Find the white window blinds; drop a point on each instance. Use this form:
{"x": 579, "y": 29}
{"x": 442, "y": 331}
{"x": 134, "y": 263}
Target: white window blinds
....................
• [Stated goal] Lay out the lines above as a numbered list, leaving out any blank lines.

• [Output for this exercise]
1. Find the white window blinds; drop a point on each instance. Use this form:
2. {"x": 579, "y": 29}
3. {"x": 442, "y": 331}
4. {"x": 134, "y": 263}
5. Target: white window blinds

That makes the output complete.